- _KUTIPAN DOKUMEN_:
********************

Text

Mitra Bacaan Alternatif bagi Anda untuk Menambah Wawasan tentang Ahlus Sunnah Wal-Jama'ah.
Penerbit Khalista adalah satu-satunya penerbit yang konsen dengan tema Ke-ASWAJA-an.
Contact Person: 085850677244 ( WA ).
Melayani Grosir dan Eceran.

Senin, 14 Mei 2012

Benarkah Tahlilan dan Kenduri Haram?

Judul Buku : Benarkah Tahlilan dan Kenduri Haram?
Penulis : Muhammad Idrus Ramli
Penerbit : Khalista, Surabaya
Cetakan : I, Desember 2011
Tebal : v + 79 Halaman
Harga : Rp. 14.000,-
Pemesanan : 0858 5067 7244 (WA)

Tradisi tahlilan, kenduri kematian, yasinan dan lainnya sangat lekat dengan kehidupan pesantren khususnya yang berafiliasi dengan Nahdlatul Ulama, karena pesantren merupakan basis keilmuan yang menjadi rujukan amaliah umat Islam. Adapun pesantren di Indonesia mayoritas mengkaji kitab-kitab para ulama salafus shalih Madzhab Empat khususnya Syafi’iyyah yang tidak diragukan kualitas keilmuan dan kredibilitasnya. Dari kitab-kitab ulama salaf inilah hujjah tahlilan dan tradisi keagamaan kaum Nahdliyin dirujuk. Seperti halnya kitab al-Umm karya Imam Syafi’i, Fikih ala Madzahibul Arba’ah, I’anatut Thalibin, Hasyiyatul Qulyubi, Mughnil Muhtaj dan kitab-kitab lainnya.

********************

Entri data tersimpan:
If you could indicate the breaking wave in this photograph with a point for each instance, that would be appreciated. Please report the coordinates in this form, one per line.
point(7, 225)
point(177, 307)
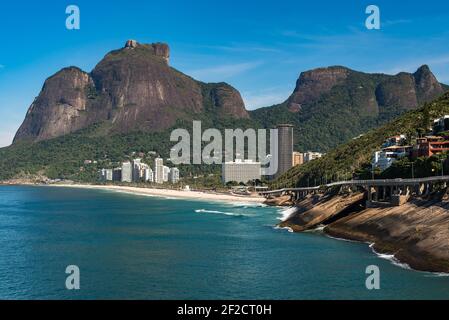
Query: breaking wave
point(234, 214)
point(283, 228)
point(286, 213)
point(391, 258)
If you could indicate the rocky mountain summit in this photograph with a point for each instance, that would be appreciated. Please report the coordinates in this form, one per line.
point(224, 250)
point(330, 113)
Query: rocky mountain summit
point(332, 105)
point(134, 89)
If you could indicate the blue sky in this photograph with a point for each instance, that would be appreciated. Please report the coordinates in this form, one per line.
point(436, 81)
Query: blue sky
point(260, 47)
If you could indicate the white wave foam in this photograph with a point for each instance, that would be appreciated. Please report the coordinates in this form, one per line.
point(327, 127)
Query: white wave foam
point(234, 214)
point(287, 213)
point(341, 239)
point(283, 228)
point(319, 228)
point(391, 258)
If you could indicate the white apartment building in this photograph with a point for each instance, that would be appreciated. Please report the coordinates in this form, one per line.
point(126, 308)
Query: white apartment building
point(309, 156)
point(137, 166)
point(173, 177)
point(159, 170)
point(166, 171)
point(240, 171)
point(127, 172)
point(148, 176)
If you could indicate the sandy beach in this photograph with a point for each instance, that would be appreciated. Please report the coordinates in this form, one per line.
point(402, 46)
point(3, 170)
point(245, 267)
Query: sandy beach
point(168, 193)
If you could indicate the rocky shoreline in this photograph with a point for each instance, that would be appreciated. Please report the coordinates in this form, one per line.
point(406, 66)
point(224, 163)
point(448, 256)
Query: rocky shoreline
point(416, 233)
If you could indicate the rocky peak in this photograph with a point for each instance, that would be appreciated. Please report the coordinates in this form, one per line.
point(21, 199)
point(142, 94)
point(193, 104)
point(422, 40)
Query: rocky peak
point(131, 44)
point(427, 84)
point(312, 84)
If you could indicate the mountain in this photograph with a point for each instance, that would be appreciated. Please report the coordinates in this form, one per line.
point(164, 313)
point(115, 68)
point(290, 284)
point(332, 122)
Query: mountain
point(355, 156)
point(332, 105)
point(132, 100)
point(132, 89)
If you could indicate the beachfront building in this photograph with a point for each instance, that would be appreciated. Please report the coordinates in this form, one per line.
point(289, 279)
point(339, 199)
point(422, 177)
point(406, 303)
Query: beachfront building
point(173, 177)
point(241, 171)
point(310, 156)
point(159, 170)
point(285, 148)
point(298, 159)
point(148, 175)
point(137, 167)
point(166, 172)
point(106, 174)
point(117, 174)
point(127, 172)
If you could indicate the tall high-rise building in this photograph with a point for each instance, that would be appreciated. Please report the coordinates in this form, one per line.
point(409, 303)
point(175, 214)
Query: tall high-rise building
point(127, 172)
point(136, 169)
point(148, 175)
point(241, 171)
point(298, 159)
point(173, 176)
point(106, 174)
point(285, 148)
point(159, 170)
point(166, 173)
point(117, 174)
point(309, 156)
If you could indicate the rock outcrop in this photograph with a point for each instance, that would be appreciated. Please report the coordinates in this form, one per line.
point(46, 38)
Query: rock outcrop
point(330, 106)
point(134, 89)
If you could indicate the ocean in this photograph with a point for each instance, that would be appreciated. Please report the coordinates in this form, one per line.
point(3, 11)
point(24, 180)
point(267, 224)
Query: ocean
point(140, 247)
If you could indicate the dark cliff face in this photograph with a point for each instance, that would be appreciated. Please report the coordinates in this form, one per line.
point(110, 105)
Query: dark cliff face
point(312, 84)
point(133, 88)
point(61, 107)
point(330, 106)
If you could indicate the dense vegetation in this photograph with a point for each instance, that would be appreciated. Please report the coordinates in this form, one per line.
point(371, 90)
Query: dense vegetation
point(353, 158)
point(336, 117)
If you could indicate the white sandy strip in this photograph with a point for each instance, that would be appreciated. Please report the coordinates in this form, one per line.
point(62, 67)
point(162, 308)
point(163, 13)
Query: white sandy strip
point(168, 193)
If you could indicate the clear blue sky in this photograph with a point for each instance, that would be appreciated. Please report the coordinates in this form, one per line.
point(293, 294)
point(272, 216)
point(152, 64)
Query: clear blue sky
point(260, 47)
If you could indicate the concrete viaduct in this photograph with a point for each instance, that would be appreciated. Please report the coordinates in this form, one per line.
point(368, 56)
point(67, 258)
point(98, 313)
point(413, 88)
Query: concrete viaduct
point(393, 192)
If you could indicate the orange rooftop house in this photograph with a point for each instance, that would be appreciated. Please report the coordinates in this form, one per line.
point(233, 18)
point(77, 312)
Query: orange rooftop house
point(430, 145)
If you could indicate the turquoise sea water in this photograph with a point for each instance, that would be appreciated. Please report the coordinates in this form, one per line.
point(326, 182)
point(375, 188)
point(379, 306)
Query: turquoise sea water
point(137, 247)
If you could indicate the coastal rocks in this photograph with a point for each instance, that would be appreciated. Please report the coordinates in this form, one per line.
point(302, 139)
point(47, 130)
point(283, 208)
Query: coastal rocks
point(417, 233)
point(315, 211)
point(282, 201)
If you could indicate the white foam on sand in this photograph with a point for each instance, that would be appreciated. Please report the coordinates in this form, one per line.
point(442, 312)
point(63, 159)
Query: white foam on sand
point(283, 228)
point(287, 213)
point(391, 258)
point(234, 214)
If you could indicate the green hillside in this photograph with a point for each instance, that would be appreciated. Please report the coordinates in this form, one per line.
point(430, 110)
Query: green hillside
point(353, 157)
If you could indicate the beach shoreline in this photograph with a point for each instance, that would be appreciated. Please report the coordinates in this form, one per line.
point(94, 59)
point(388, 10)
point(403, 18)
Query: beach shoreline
point(167, 193)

********************

- _YANG DIMINTA_:
(1) Tulis ulang bagian kutipan dokumen dari "Mitra Bacaan Alternatif" sampai "Buku : Benarkah Tahlilan dan Kenduri Haram?", dan ganti "Khalista" dengan "Nusantara".
(2) Menurut kutipan dokumen, siapa penulis buku "Benarkah Tahlilan dan Kenduri Haram?"
(3) Berdasarkan kutipan dokumen, mengapa tradisi tahlilan dan kenduri kematian sangat lekat dengan kehidupan pesantren? Jelaskan dalam satu sampai tiga kalimat.
Catatan-catatan ini tidak ada hubungannya dengan kutipan dokumen.

- _JAWABAN LATIHAN_:
(1)
Mitra Bacaan Alternatif bagi Anda untuk Menambah Wawasan tentang Ahlus Sunnah Wal-Jama'ah.
Penerbit Nusantara adalah satu-satunya penerbit yang konsen dengan tema Ke-ASWAJA-an.
Contact Person: 085850677244 ( WA ).
Melayani Grosir dan Eceran.

Senin, 14 Mei 2012

Benarkah Tahlilan dan Kenduri Haram?

Judul Buku : Benarkah Tahlilan dan Kenduri Haram?

(2) Muhammad Idrus Ramli.

(3) Tradisi itu sangat lekat dengan kehidupan pesantren, khususnya yang berafiliasi dengan Nahdlatul Ulama. Alasannya, pesantren merupakan basis keilmuan yang menjadi rujukan amaliah umat Islam.